Problems and tasks =
[1] According to the essay on Lenape heritage, in what year was the major study that Weslager's book quotes frequently carried out?
[2] Carry the essay on Lenape heritage forward from its last sentence.

A number of my friends have said to me things like, 'but you must be three-quarters white.' I'm sure they, like many native americans, feel that I'm striving to be a wannabe. But that is not it. It isn't just a matter of blood-quantum - that's an anglo idea, a governmental standard, anyway. (The former native people adopted outsiders all the time, for one thing.) Most significantly for me, the great gift in all of this is that I've discovered the culture I was raised in. The subtext. We had a veneer, a surface appearance of white culture we aspired to live up to and embody so that the appearance would be real. But when it all came down, we banked on a set of values that had been handed down. I need to embrace this heritage with awareness - that's all I'm saying.
Also, I feel it is important for all Americans, whatever their ethnicity, to acknowledge more all the many beneficial and fun and pervasive influences of native culture on America in general - the debt we 'Americans' owe to native americans, the First Peoples of the Americas. Our mainstream culture and even the subcultures such as the one I come from tend to pigeonhole the native american history of our country as one of wild acting-out, alcoholism, crudity, violence and massacres, yet that all really happened with partners who were very much equal to the task, ie the invaders of the territory. In reality, there was also a great deal of gentleness, sharing, interchange of culture and goods, and blood - depending on the part of the country - and let's acknowledge that.
I've been reading C.A. Weslager's book "The Delaware Indians." In the first chapter, he makes it clear how far into disrepair the branches of our tribe had fallen. A major study was done in 1907, and Weslager's book (written around 1970) quotes it frequently. He frequently remarks that "Today, the Delawares and their tribal affiliates, the Munsies, are divided and scattered. The white man's blood is in their veins; they speak his language and compete in his busy world." (p.8) Probably even more significantly, he remarks that the sacred Big Houses, built in the new places to which the Delawares had been 'relocated', have all fallen into disuse and their logs hauled off to built farms back in the 1920's and 30's.
Instead of following the ceremonial traditions of the Big Houses, Delaware/Lenape Indians at one point were practicing Peyotism. Weslager writes, "This is one of the final stages of acculturation, a process by which native Indians who have lost, or are losing, their tribal distinctiveness, substitute nonspecific cultural elements in an almost futile struggle to keep Indianism alive. The substitutions may be modifications of old customs; whereas others, like the powwow, may be peculiar to Pan-Indianism." (p.15)
This, I believe, was also behind my ancestors adopting Spanish and Moorish attributes - wearing bangles, carrying small scimitars or kohl cases, and so forth. I really do believe, at this point, that my Indian ancestors adopted elements from these cultures because they were a part of our ancestry too, due to early 'marriages' circa 1500's and 1600's between members of these two groups (Lenape and other native people of the Chesapeake Bay area with Moors who were either Spanish seamen or pirates). People of my mother's generation and since then have been too embarassed to want to admit pirate ancestry let alone native ancestry. They may have felt it made them special, but they were hardly announcing it from the rooftops. It was their 'secret,' and if at times they wanted to share it, they could easily be cowed by embarassment into silence.

Rows of labeled boxes
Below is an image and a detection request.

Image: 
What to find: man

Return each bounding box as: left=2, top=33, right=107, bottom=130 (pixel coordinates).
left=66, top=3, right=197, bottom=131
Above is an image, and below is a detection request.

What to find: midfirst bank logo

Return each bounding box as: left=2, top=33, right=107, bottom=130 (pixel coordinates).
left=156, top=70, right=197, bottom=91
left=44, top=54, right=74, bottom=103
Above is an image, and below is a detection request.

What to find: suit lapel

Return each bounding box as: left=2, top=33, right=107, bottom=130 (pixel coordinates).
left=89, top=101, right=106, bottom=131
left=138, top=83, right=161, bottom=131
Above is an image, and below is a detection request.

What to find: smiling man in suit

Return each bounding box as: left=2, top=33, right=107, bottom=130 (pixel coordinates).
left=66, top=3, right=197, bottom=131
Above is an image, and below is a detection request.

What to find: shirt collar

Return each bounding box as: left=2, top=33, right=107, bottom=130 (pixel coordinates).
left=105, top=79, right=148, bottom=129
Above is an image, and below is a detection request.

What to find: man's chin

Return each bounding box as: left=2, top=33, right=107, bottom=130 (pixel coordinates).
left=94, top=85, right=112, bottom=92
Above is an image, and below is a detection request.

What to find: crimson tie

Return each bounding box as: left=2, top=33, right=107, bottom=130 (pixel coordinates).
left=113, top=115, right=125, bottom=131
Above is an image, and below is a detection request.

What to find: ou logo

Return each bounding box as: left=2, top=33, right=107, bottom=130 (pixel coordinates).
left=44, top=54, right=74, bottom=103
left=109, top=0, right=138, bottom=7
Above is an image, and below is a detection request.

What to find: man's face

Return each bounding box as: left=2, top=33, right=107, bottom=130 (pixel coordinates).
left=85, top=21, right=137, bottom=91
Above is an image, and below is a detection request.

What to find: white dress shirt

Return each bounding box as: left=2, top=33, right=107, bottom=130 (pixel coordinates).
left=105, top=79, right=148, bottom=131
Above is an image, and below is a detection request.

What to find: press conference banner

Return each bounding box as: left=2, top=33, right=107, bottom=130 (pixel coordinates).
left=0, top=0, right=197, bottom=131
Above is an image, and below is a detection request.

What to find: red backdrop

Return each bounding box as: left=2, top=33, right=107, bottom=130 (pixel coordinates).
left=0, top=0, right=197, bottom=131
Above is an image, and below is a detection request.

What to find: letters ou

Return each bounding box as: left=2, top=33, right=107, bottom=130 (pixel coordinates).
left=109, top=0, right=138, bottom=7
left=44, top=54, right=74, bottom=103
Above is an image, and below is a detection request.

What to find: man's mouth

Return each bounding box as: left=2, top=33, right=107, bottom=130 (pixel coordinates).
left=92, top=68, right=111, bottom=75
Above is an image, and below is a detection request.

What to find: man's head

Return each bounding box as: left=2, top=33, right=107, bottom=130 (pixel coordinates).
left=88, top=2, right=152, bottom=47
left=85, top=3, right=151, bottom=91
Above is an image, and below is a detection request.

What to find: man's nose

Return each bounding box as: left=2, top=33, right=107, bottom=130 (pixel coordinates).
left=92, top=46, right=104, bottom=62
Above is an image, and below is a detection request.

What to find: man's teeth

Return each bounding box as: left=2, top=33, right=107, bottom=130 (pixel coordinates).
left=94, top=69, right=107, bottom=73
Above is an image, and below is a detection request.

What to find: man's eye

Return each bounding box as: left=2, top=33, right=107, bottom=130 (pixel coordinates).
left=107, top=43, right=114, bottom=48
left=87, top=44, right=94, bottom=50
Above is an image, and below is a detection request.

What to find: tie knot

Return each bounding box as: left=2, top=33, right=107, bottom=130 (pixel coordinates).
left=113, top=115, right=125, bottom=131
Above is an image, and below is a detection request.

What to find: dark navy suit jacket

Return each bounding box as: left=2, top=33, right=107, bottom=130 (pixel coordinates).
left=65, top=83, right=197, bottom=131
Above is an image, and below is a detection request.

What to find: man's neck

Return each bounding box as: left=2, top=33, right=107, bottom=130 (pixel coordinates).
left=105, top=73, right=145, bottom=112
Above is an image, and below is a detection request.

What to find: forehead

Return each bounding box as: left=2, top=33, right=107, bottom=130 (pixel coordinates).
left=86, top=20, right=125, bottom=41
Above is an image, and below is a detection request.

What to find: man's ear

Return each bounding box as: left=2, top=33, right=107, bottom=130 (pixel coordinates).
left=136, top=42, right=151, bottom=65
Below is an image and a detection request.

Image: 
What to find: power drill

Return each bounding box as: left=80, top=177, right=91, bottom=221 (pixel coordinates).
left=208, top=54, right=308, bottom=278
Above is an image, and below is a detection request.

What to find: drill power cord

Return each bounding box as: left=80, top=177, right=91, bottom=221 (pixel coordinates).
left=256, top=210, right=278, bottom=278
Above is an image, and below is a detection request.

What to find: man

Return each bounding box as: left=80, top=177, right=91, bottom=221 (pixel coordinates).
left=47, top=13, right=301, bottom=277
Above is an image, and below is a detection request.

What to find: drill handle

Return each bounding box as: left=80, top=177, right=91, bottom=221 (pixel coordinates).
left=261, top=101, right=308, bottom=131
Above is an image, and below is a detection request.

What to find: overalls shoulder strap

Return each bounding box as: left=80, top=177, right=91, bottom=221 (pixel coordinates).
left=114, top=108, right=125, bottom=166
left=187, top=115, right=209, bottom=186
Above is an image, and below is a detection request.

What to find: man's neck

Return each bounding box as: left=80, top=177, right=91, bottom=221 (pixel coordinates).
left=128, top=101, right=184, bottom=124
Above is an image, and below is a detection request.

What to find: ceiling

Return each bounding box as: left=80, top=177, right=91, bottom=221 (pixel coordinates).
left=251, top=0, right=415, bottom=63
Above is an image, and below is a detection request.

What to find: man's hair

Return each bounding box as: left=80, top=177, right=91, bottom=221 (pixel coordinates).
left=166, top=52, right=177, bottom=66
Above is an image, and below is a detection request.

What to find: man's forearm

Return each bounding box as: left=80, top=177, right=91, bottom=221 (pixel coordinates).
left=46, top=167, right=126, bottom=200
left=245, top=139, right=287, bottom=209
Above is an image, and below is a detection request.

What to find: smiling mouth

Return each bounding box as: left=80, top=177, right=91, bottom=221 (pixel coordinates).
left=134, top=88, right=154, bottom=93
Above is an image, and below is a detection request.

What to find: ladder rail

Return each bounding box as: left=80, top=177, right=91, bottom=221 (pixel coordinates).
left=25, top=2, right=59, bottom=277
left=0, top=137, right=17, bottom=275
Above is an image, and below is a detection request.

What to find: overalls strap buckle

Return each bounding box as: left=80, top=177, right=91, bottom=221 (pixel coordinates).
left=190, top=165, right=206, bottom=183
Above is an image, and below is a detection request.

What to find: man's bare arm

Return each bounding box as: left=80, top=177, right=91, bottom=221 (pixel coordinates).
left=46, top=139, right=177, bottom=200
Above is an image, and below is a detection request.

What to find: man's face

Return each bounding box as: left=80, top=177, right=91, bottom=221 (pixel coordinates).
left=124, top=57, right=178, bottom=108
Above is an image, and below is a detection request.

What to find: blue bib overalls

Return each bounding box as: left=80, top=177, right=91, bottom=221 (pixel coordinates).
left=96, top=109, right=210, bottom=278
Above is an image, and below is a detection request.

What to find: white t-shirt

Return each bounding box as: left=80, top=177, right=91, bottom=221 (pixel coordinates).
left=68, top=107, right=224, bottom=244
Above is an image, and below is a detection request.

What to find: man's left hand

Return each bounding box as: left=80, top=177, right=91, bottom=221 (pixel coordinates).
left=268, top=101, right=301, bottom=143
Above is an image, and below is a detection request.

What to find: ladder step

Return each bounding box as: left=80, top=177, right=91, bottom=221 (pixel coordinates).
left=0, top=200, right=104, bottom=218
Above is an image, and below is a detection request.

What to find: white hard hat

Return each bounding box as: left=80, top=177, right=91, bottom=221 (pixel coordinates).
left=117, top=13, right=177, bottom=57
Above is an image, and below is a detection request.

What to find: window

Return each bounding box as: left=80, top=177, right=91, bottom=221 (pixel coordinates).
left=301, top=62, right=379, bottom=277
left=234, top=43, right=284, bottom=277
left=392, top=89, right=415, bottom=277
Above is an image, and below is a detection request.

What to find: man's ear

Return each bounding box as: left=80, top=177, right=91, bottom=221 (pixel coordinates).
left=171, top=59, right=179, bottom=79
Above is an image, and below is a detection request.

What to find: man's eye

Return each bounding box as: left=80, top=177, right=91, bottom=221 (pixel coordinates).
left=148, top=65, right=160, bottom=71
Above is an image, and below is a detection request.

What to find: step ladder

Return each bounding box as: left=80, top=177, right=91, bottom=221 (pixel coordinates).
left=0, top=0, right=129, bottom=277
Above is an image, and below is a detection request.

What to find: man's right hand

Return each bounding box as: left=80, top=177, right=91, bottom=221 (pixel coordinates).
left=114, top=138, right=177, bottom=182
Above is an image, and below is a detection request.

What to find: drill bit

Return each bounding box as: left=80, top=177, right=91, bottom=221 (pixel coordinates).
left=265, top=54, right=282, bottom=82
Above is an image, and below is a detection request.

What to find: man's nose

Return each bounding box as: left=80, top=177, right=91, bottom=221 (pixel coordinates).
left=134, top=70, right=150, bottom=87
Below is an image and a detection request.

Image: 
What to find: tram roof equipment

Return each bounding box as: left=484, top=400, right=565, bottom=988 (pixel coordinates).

Final results =
[1] 1907.

[2]
When I read about how much the Delaware/Lenape people sort of turned against themselves, neglecting their own spiritual traditions, letting the Big Houses fall into ruin, letting the language die out (almost) and so forth, I keep thinking we need to claim our heritage proudly and attempt to keep it alive. So what if it is embarassing that we look white, 100% European? Yes, it's kind of embarassing to say, 'I'm part Native American' when everyone on all sides wants to ridicule or belittle you for it, and just keep you 'white.'
It's not like we're making this claim in a void. We have lived a life based in another culture. A 'sub-culture' as one of my boyfriends informed me - "You were never a part of the mainstream culture." I thought he just meant we were poor. But now I finally get it, I get why I am the way I am, why I often disagreed with behaviors, ideas, and approaches that were supposed to belong to my 'race' or my culture.
You know, in a way, it's just like people say about Judaism - it isn't a race, it's a religion or at the very least, a culture. Jews can be from all parts of the world, and look like they are from very different ethnicities, but they are all Jews because they share a religion and to a lesser extent a culture (there's more than one Jewish culture, so I've heard tell). Well, it's like that in our case too. Yes, we are very much mixed with white/European ancestry (or African in many cases as well), and we've grown up, not on reservations or in Indian Schools, but out there in the American world, but that doesn't change who are forbears are and what they passed on to us.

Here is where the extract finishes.